EXCERPTED PASSAGE =

►

At Bastyr University, environmental medicine — the study of chemical relationships between the body and its surroundings – is a robust part of naturopathic courses, clinical care and research.
Faculty member John Hibbs, ND (’83), believes future naturopathic doctors should recognize that environmental health is a central part of health, not an obscure specialty.
“We’re on the verge of realizing that detoxification therapies need to be a part of our lives,” he says. “We’ve created a fairly toxic world, and we need to take steps to be well and prevent illness.”
In Dr. Hibbs’ environmental medicine courses, he teaches students about the extraordinary number of chemicals in the modern world, and the limitation of our knowledge (and regulations) regarding their dangers.
Environmental medicine is a potentially overwhelming subject, with threats lurking everywhere. Research has linked synthetic chemicals accumulating in human tissue to cancer, infertility, obesity, heart disease, depression, brain development disorders and other illnesses.
But Dr. Hibbs shows students the body’s remarkable ability to handle such threats – with the right help. “I try to remind students of our body’s marvelous ability to cope with most of these things,” he says.
Dr. Hibbs also supervises environmental medicine visits at Bastyr Center for Natural Health. These clinical shifts offer students like Natalie Walsh a chance to deepen their knowledge. Working with Dr. Hibbs has raised Walsh’s interest in using a sauna in her future practice.
“I was surprised how much cleansing you can do just by having someone sweat,” she says.
In the Bastyr University Research Institute, a research professor recently initiated a first-of-its-kind study on how sauna sessions can help the body flush out toxins. The study, funded by the National Institutes of Health, aims to help develop better-understood detoxification therapies.
“It just makes sense to study this, because we’re animals functioning in an environment,” says Walsh. “Just like sunlight affects plant growth, different pollutants affect us, because we’re biological systems too.”

◄

DATA SHOWN =
►

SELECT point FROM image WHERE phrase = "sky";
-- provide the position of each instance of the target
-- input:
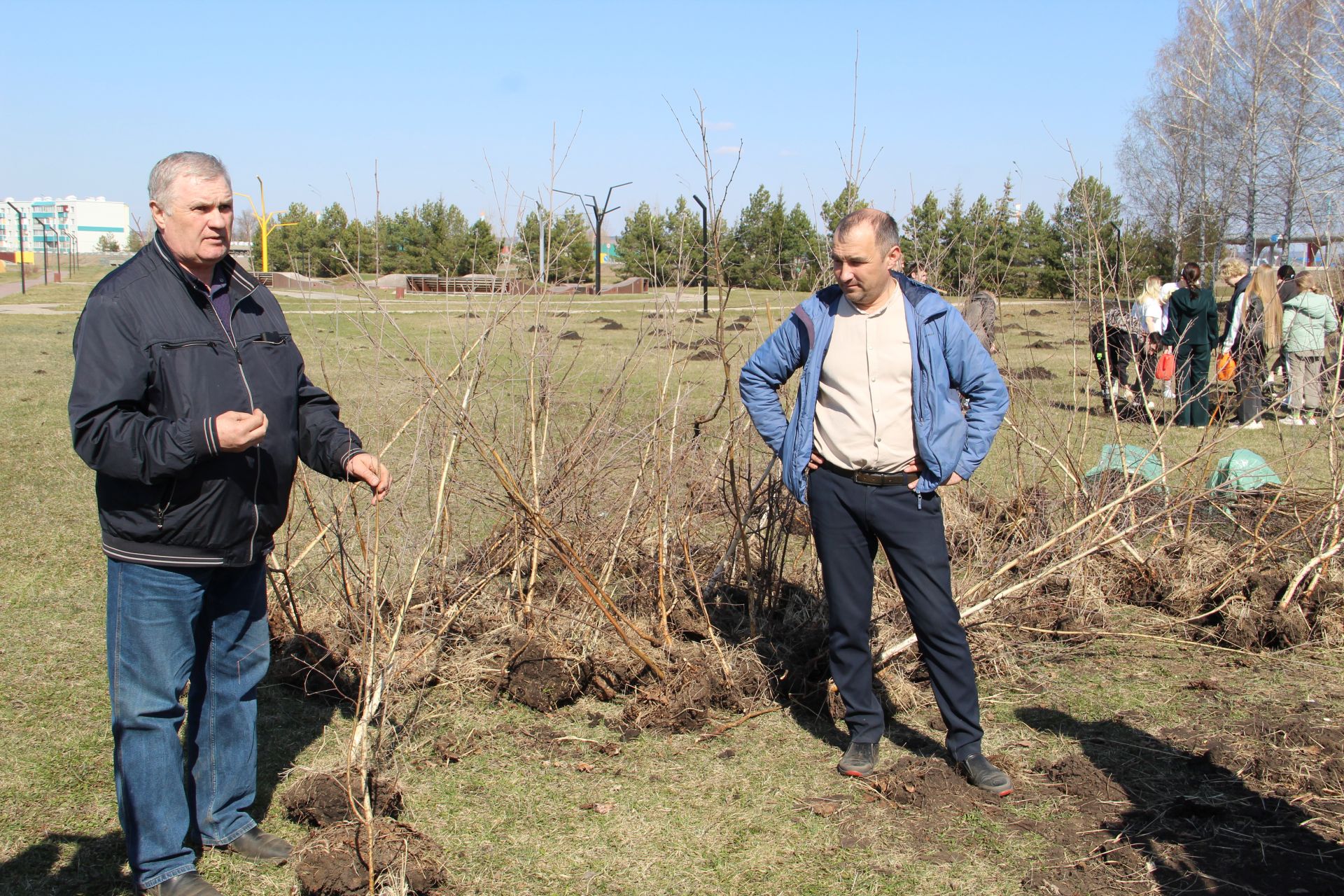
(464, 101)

◄
►

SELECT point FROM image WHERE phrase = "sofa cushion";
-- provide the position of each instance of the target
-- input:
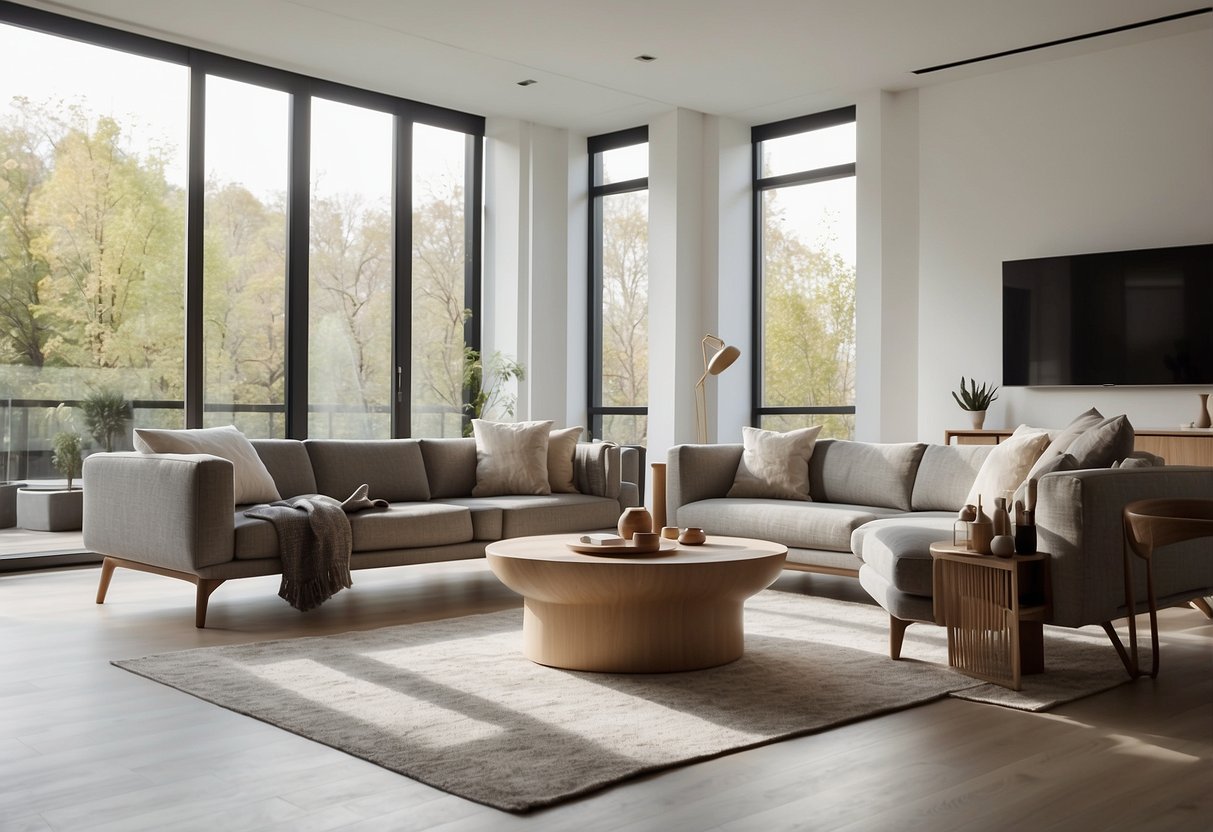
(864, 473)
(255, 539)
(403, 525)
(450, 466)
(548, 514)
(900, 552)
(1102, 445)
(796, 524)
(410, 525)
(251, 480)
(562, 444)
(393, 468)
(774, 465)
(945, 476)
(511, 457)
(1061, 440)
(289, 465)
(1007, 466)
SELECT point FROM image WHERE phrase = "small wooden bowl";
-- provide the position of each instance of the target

◄
►

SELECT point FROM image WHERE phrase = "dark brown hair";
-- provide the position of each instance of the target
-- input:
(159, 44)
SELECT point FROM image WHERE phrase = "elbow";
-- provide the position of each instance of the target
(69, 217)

◄

PROBLEM TO WORK ON =
Reproduce everything in the environmental medicine article from "Faculty member John" down to "and other illnesses.". None of the data is needed here.

OUTPUT BELOW =
Faculty member John Hibbs, ND (’83), believes future naturopathic doctors should recognize that environmental health is a central part of health, not an obscure specialty.
“We’re on the verge of realizing that detoxification therapies need to be a part of our lives,” he says. “We’ve created a fairly toxic world, and we need to take steps to be well and prevent illness.”
In Dr. Hibbs’ environmental medicine courses, he teaches students about the extraordinary number of chemicals in the modern world, and the limitation of our knowledge (and regulations) regarding their dangers.
Environmental medicine is a potentially overwhelming subject, with threats lurking everywhere. Research has linked synthetic chemicals accumulating in human tissue to cancer, infertility, obesity, heart disease, depression, brain development disorders and other illnesses.